Write out each of the entries below verbatim, leaving out the pictures.

=== The data ===

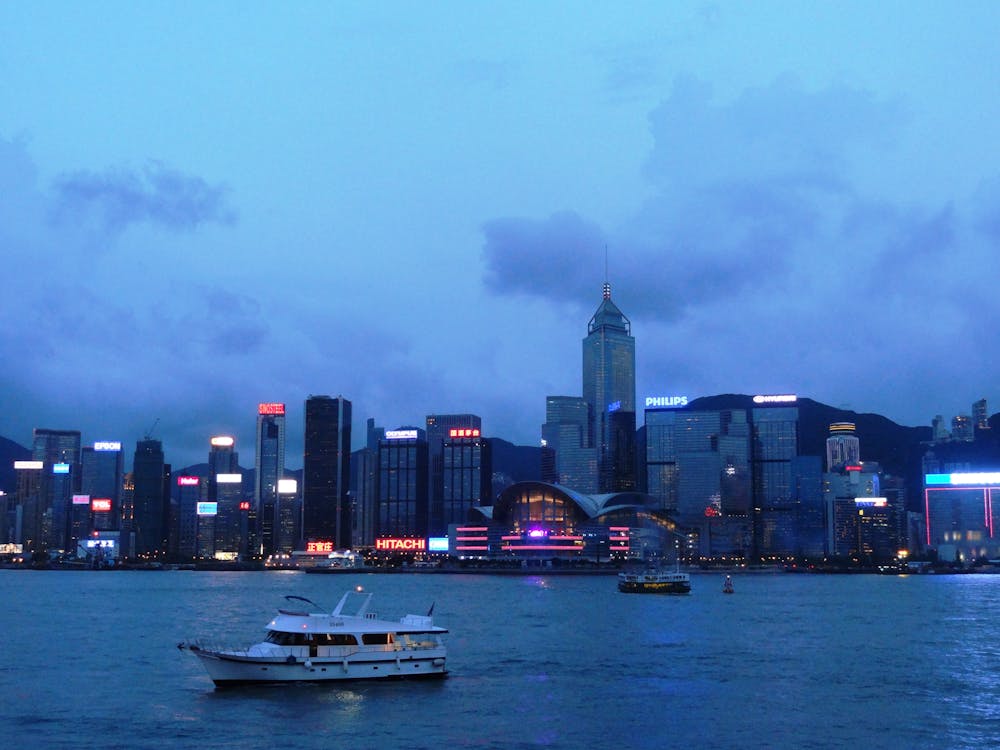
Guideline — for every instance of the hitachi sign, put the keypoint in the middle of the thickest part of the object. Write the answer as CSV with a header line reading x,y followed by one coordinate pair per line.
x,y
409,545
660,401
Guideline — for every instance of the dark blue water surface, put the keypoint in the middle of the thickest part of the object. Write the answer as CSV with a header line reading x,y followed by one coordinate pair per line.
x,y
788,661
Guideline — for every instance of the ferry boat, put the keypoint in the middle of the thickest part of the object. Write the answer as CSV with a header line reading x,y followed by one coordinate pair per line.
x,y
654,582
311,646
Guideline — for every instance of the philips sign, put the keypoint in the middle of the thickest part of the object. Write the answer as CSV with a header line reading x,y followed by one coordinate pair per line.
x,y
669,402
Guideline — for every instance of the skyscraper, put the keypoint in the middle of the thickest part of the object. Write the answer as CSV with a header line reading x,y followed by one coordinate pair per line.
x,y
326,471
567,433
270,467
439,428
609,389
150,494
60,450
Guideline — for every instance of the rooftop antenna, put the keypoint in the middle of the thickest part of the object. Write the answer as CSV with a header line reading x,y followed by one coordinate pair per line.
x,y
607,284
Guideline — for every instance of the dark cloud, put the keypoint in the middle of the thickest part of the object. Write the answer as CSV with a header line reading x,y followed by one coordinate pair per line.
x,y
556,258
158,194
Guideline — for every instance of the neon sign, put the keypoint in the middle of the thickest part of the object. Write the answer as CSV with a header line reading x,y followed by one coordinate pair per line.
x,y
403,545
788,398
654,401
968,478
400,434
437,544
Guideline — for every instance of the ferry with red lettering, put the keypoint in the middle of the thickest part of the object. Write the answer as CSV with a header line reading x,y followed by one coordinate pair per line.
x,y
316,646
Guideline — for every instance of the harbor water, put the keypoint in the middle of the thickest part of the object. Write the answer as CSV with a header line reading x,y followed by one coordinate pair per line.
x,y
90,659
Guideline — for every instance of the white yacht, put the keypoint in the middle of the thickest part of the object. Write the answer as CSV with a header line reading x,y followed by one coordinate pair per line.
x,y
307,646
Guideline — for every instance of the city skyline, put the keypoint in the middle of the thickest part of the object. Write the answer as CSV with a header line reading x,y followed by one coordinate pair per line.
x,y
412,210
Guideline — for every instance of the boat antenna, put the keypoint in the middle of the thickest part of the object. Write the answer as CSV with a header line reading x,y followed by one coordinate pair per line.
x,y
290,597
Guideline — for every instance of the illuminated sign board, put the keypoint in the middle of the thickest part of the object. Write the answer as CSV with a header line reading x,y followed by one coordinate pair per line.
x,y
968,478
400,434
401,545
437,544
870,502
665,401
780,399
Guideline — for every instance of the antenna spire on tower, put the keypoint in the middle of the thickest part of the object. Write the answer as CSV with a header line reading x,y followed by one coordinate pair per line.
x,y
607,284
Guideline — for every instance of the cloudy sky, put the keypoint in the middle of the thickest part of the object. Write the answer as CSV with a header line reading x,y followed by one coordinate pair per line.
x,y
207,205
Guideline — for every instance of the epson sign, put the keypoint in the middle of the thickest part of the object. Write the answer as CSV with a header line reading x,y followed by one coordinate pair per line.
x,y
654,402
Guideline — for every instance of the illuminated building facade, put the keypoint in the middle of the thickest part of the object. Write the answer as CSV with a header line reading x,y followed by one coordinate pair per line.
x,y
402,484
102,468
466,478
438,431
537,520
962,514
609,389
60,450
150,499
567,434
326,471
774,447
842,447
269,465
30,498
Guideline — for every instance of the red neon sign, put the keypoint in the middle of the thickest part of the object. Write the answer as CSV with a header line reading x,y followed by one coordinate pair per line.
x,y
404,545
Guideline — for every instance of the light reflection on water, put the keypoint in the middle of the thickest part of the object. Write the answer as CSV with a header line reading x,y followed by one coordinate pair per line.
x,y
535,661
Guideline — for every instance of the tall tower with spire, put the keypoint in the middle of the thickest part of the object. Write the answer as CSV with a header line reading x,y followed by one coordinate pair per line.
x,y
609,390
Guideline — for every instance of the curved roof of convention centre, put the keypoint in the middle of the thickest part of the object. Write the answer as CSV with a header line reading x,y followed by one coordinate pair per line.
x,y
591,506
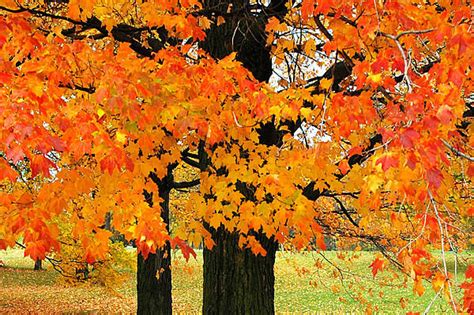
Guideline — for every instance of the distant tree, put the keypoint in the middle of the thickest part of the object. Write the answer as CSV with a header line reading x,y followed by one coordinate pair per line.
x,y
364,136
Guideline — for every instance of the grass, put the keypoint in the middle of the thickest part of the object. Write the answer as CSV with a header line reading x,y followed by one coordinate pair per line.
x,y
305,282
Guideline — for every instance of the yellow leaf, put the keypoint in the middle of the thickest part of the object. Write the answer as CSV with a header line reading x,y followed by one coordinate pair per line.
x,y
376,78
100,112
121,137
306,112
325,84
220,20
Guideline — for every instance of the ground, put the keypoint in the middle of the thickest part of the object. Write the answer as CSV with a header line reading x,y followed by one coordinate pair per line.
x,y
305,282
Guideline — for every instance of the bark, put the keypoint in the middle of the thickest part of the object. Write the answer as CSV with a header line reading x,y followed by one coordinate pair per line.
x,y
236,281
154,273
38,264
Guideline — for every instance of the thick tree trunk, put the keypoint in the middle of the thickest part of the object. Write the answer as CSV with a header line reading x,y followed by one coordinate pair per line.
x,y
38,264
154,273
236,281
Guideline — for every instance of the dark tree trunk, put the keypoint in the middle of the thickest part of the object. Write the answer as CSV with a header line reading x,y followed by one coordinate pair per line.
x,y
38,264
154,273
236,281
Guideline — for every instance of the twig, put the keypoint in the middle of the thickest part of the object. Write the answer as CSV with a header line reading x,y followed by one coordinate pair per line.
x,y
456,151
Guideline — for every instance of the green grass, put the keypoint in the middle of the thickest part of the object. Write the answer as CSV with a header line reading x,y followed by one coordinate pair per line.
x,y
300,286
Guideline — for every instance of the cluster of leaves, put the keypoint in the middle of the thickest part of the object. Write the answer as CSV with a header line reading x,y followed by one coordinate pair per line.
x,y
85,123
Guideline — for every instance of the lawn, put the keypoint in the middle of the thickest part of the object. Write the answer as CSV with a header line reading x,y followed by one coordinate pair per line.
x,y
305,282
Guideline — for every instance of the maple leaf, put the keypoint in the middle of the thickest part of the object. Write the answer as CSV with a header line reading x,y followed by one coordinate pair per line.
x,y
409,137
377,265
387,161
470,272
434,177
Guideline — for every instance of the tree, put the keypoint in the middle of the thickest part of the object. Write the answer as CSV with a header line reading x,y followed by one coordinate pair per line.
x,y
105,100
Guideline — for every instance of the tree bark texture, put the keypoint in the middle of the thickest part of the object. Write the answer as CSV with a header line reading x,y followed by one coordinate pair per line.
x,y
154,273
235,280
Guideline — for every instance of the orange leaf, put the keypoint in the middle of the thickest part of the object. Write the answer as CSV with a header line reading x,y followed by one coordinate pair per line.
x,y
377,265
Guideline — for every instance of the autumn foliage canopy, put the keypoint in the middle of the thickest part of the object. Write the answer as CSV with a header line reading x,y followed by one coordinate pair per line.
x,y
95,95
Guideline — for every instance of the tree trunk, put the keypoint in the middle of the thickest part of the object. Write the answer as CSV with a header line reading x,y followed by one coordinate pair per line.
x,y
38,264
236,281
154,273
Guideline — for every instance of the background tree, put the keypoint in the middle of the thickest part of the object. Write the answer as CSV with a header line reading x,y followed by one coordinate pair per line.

===

_Worked answer_.
Guideline — for every instance of the hitachi sign, put the keypoint in the middle of the thickest part of the object. Write the answer as CSV with a header line reading x,y followed by one coordinate pair per line.
x,y
409,545
660,401
Guideline — for every instance of the dark blue water surface, put the keypoint in the middle of the thickest part of the object. Write the answer as CSV with a header line reading x,y followed by one coordinate pair per line.
x,y
788,661
Guideline — for every instance of the ferry boat, put the keypoint in the middle of the thickest part of the object. Write the answer as CSV with a header line reading x,y followed by one coordinate pair per line.
x,y
654,582
311,646
Guideline — for every instance of the philips sign, put the keypoint in the middle of the thickest part of the object. Write the answer as CSV with a header line reading x,y followed by one coordinate pair per line.
x,y
669,402
Guideline — for every instance of the skyscraper, put the keypoint in the middle of the thickest part of the object. Write the answer as CSV with a header line reading x,y followed by one coordinate pair per line.
x,y
326,471
567,433
270,467
439,428
609,389
150,494
60,450
Guideline — for every instance of the rooftop antenna, put the keypoint in the middle of the thickest part of the object. Write the answer as CSV with a header line reading x,y followed by one coordinate pair per line.
x,y
607,284
Guideline — for every instance of the dark cloud, put the keypoint in the middle of the thickest part of the object. Write the answer as CSV with a header line reading x,y followed by one coordinate pair per line.
x,y
556,258
158,194
Guideline — for every instance of the neon sign, put the keypoint in the middle of the thickest part of the object. Write the answer as CSV with a header line reading x,y followed by one coordinate pair per line.
x,y
403,545
788,398
654,401
968,478
400,434
437,544
Guideline — for every instance of the ferry with red lettering, put the keypoint in the middle of the thickest part of the object. Write the answer as CSV with a header line reading x,y followed by one coordinate pair per line.
x,y
316,646
Guideline — for every instance of the harbor water, put the keypoint in the middle of the thickest part of the object. Write the answer as CSV with a header line reading x,y followed by one coordinate pair per line.
x,y
90,659
Guideline — for every instance of the white yacht, put the keypoint in the middle of the thickest part of the object. Write the answer as CSV with a header line reading x,y followed by one coordinate pair per line.
x,y
307,646
Guideline — for every instance of the city skyline, put the keypoint in the middle of the thickest part of the object. Write the answer as CSV with a header line reading x,y followed by one coordinate pair per line.
x,y
412,210
Guideline — for every instance of the boat antenna, put the keypoint in the middle of the thickest part of the object. Write the answer as CSV with a header line reading x,y followed by one coordinate pair per line.
x,y
290,597
Guideline — for every instance of the illuminated sign board, put the keypoint in the middle of the thickest part of the object. Write the answer as CSV with a header line reading x,y followed by one coordinate pair per line.
x,y
968,478
400,434
401,545
437,544
870,502
665,401
780,399
Guideline — for every instance of the antenna spire on tower, put the keypoint in the middle of the thickest part of the object. Write the answer as CSV with a header line reading x,y followed by one coordinate pair per line.
x,y
607,284
Guideline — for every instance of the cloudy sky, put the keypoint in the middle of the thickest part of the object. Write the answer as CSV with a header line reading x,y followed by one coordinate pair per line.
x,y
207,205
Guideline — for every instance of the epson sign, put the keypoint in the middle of the thickest part of the object. Write the answer as CSV with a header line reading x,y followed by one coordinate pair per line.
x,y
654,402
Guideline — for every instance of the illuminated building facade, put the keypoint in the middle of the thickest part of the object. Write the answer as CSV with a header line reading x,y followed by one coordinate pair per line.
x,y
402,484
102,468
466,478
438,431
537,520
962,514
609,389
60,450
150,499
567,434
326,471
774,447
842,447
269,465
30,498
Guideline — for every instance of the red neon sign, put the keypoint in the middle of the thickest part of the object. Write the answer as CSV with a header line reading x,y followed by one coordinate pair per line.
x,y
404,545
Guideline — for every instance of the light reflection on water, put the keypoint in the middle of the thickest part of the object. Write the answer as CSV with a header line reading x,y followed by one coordinate pair per line.
x,y
535,661
Guideline — for every instance of the tall tower with spire, put the keypoint in the middle of the thickest part of the object. Write the answer as CSV with a header line reading x,y followed by one coordinate pair per line.
x,y
609,390
Guideline — for every instance of the curved roof of convention centre, put the keypoint in the middle of the thickest part of the object. Write the answer as CSV with a header line reading x,y followed by one coordinate pair per line.
x,y
591,506
Guideline — for every instance of the distant tree, put the keypoint in the middle of the thickest part of the object. Write the answer as CSV with a header line reading x,y followed by one coordinate pair per line.
x,y
364,136
Guideline — for every instance of the grass, put the keypoint in the middle of the thickest part of the object. Write the answer as CSV with a header line reading x,y followed by one coordinate pair per line.
x,y
305,282
Guideline — for every instance of the yellow leaf, put the keypoint in the middle of the thickest part of the object. Write the answer as CSV with a header line reading x,y followed by one coordinate pair per line.
x,y
376,78
100,112
121,137
306,112
325,84
220,20
Guideline — for every instance of the ground, put the keypoint in the middle of the thickest part of the object. Write the answer as CSV with a header line reading x,y followed by one coordinate pair per line.
x,y
305,282
Guideline — for every instance of the bark, put the keypoint in the middle of the thickest part of the object. Write the answer as CSV with a header line reading x,y followed by one coordinate pair per line.
x,y
236,281
154,273
38,264
Guideline — for every instance of the thick tree trunk, put the keypoint in the middle of the thickest part of the object. Write the answer as CSV with a header line reading x,y followed by one coordinate pair per line.
x,y
38,264
154,273
236,281
Guideline — for every instance of the dark tree trunk, put the keypoint in the middle of the thickest part of the object. Write the answer as CSV with a header line reading x,y followed by one coordinate pair per line.
x,y
38,264
154,273
236,281
Guideline — for every instance of the twig, put the keypoint in the middle of the thickest part of the object. Write the answer as CSV with a header line reading x,y followed by one coordinate pair per line.
x,y
456,151
Guideline — for every instance of the green grass, put the keypoint in the middle of the thickest part of the object. Write the answer as CSV with a header line reading x,y followed by one coordinate pair per line.
x,y
300,286
Guideline — for every instance of the cluster of leaves, put the keypoint in the middle of the thickest part of the object. Write the answer as CSV with a header line reading x,y followed by one coordinate pair per line.
x,y
85,123
Guideline — for every instance of the lawn, put the keypoint in the middle of the thickest part of the object. Write the answer as CSV with a header line reading x,y followed by one coordinate pair per line.
x,y
305,282
Guideline — for every instance of the maple leaf, put the keypoint in the middle of the thickest part of the object. Write the answer as CSV with a header line reading x,y followed by one coordinate pair per line.
x,y
409,137
377,265
387,161
470,272
434,177
Guideline — for every instance of the tree, put the keypoint in the middle of the thickest part of the object. Write the answer as CSV with a header line reading x,y followed by one coordinate pair per line.
x,y
105,100
Guideline — for every instance of the tree bark texture, put the keypoint in the middle of the thickest part of the object. Write the answer as CSV with a header line reading x,y followed by one coordinate pair per line.
x,y
154,273
235,280
Guideline — for every instance of the orange leaf, put the keypoint in the middle of the thickest part of the object. Write the answer as CSV with a header line reading x,y followed by one coordinate pair per line.
x,y
377,265
Guideline — for every instance of the autumn foliage canopy, put the keypoint in the middle of the thickest part of the object. Write the answer as CSV with a header line reading x,y followed by one coordinate pair per line.
x,y
95,95
Guideline — for every instance of the tree trunk, put the keypoint in the middle of the thickest part of the object. Write the answer as CSV with a header line reading x,y followed by one coordinate pair per line.
x,y
38,264
236,281
154,273
Guideline — for every instance of the background tree, put the keypoint in the middle of the thickest part of the object. Write the answer as CSV with a header line reading x,y followed by one coordinate pair per line.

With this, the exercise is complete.